### Dataset excerpts on object pointing:

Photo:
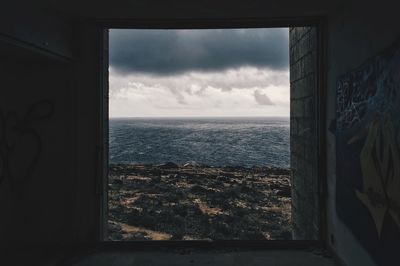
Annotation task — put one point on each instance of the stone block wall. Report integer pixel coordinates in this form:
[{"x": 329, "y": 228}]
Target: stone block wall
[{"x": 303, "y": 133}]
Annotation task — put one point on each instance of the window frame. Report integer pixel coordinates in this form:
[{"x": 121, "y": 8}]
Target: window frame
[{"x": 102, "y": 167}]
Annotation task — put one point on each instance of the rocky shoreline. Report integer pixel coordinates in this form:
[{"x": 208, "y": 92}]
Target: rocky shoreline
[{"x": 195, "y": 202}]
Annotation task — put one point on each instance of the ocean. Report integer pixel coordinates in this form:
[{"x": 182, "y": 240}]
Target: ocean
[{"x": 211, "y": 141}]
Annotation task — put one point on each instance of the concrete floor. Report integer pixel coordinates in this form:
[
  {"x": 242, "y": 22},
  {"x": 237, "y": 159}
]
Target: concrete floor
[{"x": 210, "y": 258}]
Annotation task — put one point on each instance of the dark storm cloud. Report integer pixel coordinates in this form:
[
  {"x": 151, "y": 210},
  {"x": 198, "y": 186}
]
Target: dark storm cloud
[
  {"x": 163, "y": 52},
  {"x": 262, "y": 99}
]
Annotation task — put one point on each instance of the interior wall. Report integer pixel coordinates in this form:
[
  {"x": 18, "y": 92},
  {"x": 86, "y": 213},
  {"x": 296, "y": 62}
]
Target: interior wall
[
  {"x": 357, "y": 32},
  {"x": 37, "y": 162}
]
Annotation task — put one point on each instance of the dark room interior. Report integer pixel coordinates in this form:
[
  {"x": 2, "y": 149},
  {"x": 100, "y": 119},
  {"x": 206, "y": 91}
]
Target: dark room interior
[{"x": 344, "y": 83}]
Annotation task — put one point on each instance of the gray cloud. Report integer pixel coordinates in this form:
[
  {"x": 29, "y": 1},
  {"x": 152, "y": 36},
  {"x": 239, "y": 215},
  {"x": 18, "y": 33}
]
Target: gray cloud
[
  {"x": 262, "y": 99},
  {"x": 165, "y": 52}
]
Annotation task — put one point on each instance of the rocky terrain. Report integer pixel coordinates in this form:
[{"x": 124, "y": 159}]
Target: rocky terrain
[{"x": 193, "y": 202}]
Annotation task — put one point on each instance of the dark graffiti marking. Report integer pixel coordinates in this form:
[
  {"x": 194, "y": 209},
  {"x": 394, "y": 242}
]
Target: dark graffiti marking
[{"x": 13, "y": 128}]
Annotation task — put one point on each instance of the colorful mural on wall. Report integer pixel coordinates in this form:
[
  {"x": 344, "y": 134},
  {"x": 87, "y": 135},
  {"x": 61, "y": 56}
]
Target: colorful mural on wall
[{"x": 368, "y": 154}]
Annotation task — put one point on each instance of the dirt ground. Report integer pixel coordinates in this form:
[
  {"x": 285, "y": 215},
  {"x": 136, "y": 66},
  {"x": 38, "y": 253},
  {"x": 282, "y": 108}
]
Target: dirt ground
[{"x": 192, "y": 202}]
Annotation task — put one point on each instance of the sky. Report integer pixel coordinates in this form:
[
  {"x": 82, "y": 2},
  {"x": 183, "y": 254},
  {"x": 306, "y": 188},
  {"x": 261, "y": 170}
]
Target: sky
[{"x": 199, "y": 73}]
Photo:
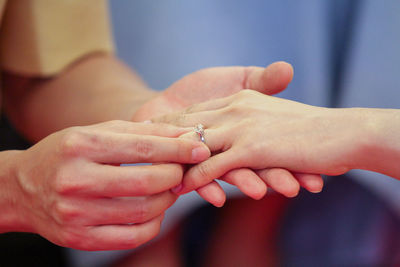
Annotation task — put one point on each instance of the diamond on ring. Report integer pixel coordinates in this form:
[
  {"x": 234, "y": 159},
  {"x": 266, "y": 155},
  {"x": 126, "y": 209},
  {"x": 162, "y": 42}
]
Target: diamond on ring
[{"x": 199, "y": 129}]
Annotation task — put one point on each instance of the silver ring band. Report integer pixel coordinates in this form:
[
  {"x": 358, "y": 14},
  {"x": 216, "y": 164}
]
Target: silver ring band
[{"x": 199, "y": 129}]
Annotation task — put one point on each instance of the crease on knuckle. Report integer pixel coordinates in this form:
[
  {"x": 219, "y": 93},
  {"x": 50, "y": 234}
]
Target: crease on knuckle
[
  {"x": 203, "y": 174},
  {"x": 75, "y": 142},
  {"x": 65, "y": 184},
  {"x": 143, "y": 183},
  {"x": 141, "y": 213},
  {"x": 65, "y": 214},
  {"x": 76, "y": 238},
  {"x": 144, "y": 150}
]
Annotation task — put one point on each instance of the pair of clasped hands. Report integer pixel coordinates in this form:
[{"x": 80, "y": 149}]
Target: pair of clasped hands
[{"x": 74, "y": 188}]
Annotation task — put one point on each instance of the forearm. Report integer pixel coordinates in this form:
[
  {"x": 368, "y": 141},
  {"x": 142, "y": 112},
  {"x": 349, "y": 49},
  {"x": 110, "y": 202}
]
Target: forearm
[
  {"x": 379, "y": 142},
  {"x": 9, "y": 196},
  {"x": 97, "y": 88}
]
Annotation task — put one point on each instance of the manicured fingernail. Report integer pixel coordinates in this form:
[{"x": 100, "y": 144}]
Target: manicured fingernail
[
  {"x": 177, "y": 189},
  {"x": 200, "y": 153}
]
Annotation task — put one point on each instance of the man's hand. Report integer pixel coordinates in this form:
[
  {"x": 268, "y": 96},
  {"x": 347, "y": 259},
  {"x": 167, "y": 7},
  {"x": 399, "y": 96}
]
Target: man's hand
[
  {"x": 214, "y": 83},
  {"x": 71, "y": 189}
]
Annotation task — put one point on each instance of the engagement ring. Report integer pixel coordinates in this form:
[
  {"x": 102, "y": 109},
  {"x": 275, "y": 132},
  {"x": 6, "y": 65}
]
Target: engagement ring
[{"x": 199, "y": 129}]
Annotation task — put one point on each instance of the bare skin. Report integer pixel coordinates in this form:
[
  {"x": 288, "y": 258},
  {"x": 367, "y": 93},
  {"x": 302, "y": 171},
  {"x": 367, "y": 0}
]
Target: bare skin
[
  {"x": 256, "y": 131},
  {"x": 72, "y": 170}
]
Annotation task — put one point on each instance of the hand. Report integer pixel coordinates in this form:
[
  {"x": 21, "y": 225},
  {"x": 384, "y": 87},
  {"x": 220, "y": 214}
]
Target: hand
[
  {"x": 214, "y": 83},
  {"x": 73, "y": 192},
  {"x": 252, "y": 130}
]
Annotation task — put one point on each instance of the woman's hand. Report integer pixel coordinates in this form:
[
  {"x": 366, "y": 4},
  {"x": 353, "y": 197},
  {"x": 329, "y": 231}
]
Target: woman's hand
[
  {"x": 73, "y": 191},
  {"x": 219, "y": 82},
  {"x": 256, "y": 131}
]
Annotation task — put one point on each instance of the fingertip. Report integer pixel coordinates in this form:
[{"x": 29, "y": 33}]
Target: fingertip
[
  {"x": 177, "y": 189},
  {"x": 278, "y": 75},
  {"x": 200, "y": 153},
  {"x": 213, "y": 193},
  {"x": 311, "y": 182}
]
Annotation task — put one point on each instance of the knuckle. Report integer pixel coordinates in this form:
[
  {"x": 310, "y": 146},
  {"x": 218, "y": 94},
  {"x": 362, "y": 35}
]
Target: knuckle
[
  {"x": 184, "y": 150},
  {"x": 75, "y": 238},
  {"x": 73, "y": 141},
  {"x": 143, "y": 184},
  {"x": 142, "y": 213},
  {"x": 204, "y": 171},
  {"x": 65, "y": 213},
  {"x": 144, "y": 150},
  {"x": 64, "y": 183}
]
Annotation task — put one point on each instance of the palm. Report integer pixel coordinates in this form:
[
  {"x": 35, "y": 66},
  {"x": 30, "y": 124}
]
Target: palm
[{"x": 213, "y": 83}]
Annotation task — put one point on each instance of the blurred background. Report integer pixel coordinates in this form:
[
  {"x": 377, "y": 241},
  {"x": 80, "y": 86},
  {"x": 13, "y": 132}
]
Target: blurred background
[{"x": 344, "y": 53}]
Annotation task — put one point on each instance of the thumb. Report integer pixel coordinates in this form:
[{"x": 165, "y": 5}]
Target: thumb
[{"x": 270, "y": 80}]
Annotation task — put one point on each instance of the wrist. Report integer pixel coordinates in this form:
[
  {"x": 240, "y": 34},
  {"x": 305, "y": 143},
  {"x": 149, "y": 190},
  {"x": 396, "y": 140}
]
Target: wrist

### Written task:
Edit the records from the line containing "of the thumb." through the end of the records, changing "wrist" to "forearm" and leaving everything else as it is.

### Complete output:
Annotation task — put one point on each instance of the thumb. Report integer pixel coordinates in this form:
[{"x": 165, "y": 5}]
Target: thumb
[{"x": 270, "y": 80}]
Annotation task — put one point on each instance of the forearm. Report integer pixel coordinates in this form:
[
  {"x": 240, "y": 34},
  {"x": 305, "y": 143},
  {"x": 149, "y": 190},
  {"x": 396, "y": 140}
]
Target: forearm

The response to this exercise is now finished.